## Objective:
Extract, exactly and without pictures, every line from the one that includes "[mark] spire (a" through the final line of the material below.

(Records from a data collection)

+++++

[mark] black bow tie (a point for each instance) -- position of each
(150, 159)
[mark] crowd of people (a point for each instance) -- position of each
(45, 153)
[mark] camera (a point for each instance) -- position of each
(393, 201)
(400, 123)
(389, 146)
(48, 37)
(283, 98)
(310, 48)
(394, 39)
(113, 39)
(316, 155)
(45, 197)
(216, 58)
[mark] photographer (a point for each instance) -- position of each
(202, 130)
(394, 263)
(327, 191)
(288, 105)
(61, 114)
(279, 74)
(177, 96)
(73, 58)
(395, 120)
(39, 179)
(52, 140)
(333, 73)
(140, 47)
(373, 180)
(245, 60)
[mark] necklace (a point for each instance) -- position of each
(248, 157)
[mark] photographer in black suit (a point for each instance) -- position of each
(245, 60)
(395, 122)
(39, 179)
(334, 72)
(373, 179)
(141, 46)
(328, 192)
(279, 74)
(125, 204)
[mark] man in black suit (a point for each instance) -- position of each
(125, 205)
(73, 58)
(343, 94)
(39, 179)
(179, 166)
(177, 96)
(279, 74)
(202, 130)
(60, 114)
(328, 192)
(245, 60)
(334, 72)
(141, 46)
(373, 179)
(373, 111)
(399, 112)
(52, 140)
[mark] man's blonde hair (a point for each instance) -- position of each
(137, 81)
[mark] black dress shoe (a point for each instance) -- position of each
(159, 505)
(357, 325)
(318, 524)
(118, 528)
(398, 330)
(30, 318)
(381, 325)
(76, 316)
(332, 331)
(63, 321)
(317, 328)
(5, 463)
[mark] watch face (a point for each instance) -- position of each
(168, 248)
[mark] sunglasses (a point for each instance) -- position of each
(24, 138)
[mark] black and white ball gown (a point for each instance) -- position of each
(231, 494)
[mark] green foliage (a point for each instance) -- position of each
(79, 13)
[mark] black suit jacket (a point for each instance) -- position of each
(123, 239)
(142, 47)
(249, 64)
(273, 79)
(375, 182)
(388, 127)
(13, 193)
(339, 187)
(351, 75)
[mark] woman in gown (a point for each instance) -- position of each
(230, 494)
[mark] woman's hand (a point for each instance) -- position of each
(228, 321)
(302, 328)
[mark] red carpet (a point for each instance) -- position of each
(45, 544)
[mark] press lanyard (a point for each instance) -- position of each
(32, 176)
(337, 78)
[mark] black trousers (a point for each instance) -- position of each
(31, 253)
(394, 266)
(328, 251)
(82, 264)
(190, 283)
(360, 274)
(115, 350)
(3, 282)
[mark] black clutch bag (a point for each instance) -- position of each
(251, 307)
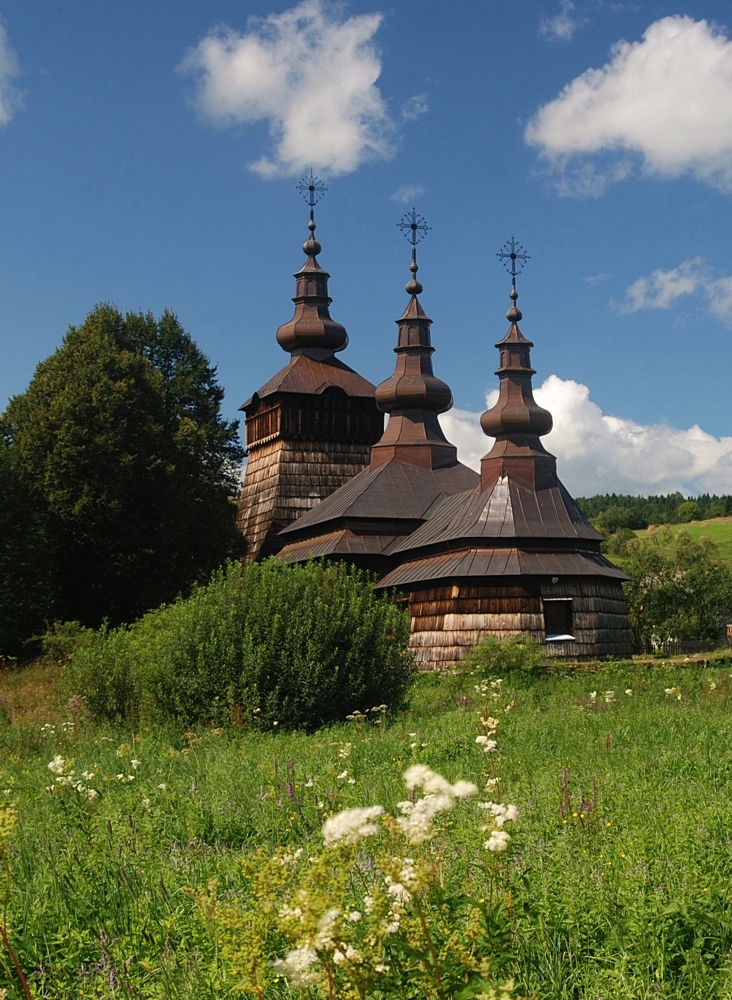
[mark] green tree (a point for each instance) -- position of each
(119, 438)
(678, 588)
(27, 584)
(687, 511)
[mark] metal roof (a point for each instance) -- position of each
(472, 562)
(308, 374)
(395, 491)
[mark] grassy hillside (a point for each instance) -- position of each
(718, 530)
(181, 875)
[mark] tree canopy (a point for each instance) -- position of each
(120, 443)
(678, 588)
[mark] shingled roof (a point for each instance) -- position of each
(520, 520)
(413, 467)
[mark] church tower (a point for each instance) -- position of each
(413, 467)
(515, 555)
(310, 428)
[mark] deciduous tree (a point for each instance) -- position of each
(120, 439)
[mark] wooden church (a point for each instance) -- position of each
(310, 428)
(502, 553)
(412, 468)
(515, 555)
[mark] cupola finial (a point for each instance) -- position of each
(415, 229)
(312, 189)
(514, 259)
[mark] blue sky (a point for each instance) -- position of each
(150, 154)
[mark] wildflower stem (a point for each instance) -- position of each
(433, 953)
(16, 963)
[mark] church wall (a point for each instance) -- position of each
(448, 620)
(284, 479)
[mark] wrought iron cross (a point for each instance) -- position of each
(514, 259)
(415, 229)
(312, 191)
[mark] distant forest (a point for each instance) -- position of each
(610, 512)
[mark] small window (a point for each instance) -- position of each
(558, 623)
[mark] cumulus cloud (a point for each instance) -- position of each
(662, 289)
(563, 25)
(9, 97)
(664, 103)
(407, 193)
(415, 107)
(599, 453)
(311, 74)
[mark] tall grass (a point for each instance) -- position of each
(616, 886)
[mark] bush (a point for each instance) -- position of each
(494, 657)
(296, 646)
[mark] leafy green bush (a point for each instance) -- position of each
(494, 657)
(269, 644)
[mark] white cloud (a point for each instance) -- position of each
(662, 289)
(598, 453)
(407, 192)
(308, 72)
(415, 107)
(664, 102)
(563, 25)
(9, 97)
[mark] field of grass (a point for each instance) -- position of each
(615, 882)
(717, 530)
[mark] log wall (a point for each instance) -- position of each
(447, 621)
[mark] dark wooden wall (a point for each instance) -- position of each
(448, 620)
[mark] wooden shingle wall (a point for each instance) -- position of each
(447, 621)
(284, 479)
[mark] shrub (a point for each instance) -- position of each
(295, 646)
(494, 657)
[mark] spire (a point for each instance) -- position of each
(413, 396)
(311, 329)
(516, 421)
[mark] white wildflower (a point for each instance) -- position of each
(291, 859)
(351, 824)
(498, 841)
(325, 939)
(295, 967)
(420, 776)
(57, 765)
(350, 954)
(500, 814)
(488, 745)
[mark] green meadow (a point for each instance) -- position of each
(717, 530)
(167, 864)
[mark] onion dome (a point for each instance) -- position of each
(516, 411)
(413, 386)
(311, 328)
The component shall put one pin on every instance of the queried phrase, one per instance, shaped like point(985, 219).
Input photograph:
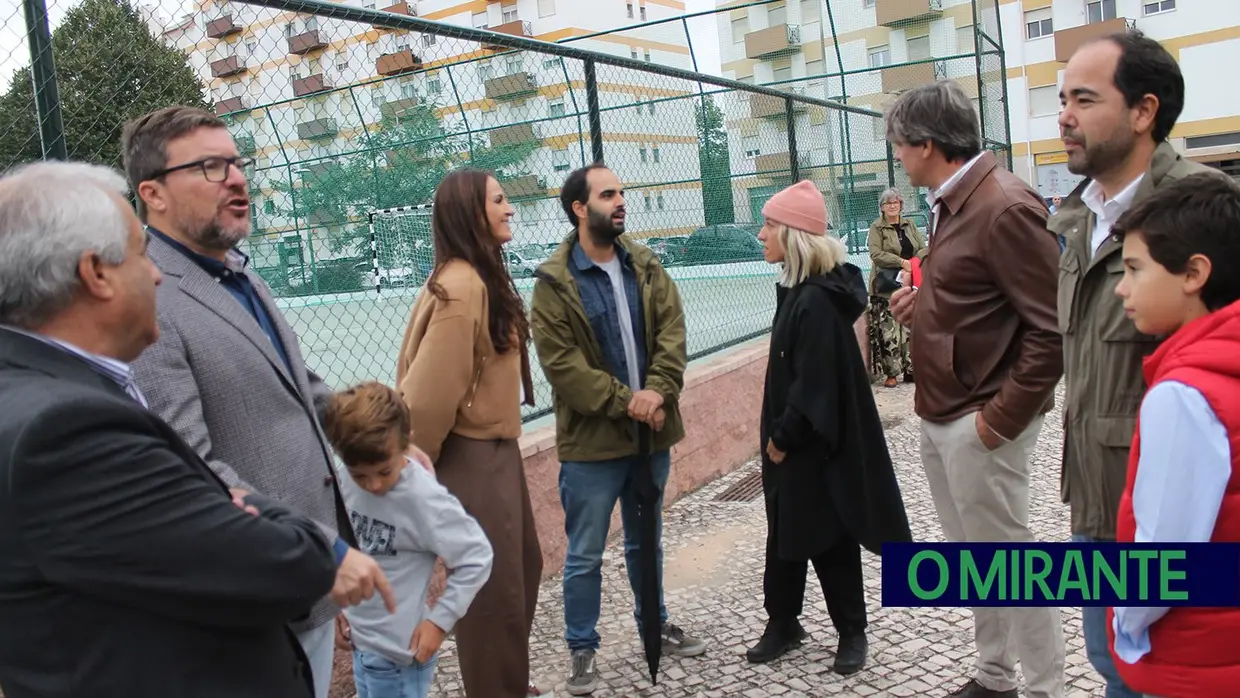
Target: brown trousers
point(492, 639)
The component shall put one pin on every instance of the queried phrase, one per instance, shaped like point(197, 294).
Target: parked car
point(723, 243)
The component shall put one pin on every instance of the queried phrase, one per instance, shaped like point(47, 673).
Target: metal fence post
point(592, 106)
point(42, 75)
point(791, 140)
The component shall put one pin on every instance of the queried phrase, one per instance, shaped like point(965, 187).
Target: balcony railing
point(311, 84)
point(222, 26)
point(232, 104)
point(900, 13)
point(515, 134)
point(398, 9)
point(515, 29)
point(398, 108)
point(1069, 40)
point(318, 128)
point(905, 77)
point(511, 87)
point(306, 42)
point(397, 63)
point(773, 41)
point(230, 66)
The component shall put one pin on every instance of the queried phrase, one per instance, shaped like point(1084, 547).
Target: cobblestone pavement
point(713, 588)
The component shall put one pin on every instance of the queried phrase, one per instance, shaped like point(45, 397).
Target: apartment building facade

+++++

## Expected answer:
[mark] spire (a point for each instance) -- position of each
(413, 396)
(311, 329)
(516, 421)
[mark] white wildflower (a point for each instance) -- position of each
(291, 859)
(351, 824)
(498, 841)
(325, 939)
(295, 967)
(420, 776)
(57, 765)
(350, 954)
(500, 814)
(488, 745)
[mark] green meadow (a point for each instance) -- position of each
(717, 530)
(167, 864)
[mark] onion dome (a point for each instance) -- position of each
(516, 411)
(413, 386)
(311, 328)
The component shall put one pin on every instance of the queried phrase, one per instance, shaped like point(985, 219).
Input photograph:
Target: brown trousers
point(492, 639)
The component shall put one pin on every instance of the queried phrase, one per instance, shaped like point(197, 294).
Target: parked car
point(723, 243)
The component shall put one pin on every instance of the queried phrase, one per instance, shaped like point(47, 673).
Target: metal fence post
point(592, 106)
point(42, 75)
point(791, 140)
The component shall put one pin on every instance of the queried phrase, one per instance, shaped like point(965, 187).
Target: balcony railing
point(311, 84)
point(222, 26)
point(232, 104)
point(900, 13)
point(515, 134)
point(398, 9)
point(515, 29)
point(398, 108)
point(1069, 40)
point(318, 128)
point(905, 77)
point(511, 87)
point(306, 42)
point(397, 63)
point(773, 41)
point(230, 66)
The component shall put one pin on every instance of the queried phrase, one per instance, shaped like point(1084, 547).
Target: cobblestone pavement
point(713, 588)
The component shall put one pin on every instance of the queried phrase, one per instance, shaped like point(45, 397).
Target: apartment building facade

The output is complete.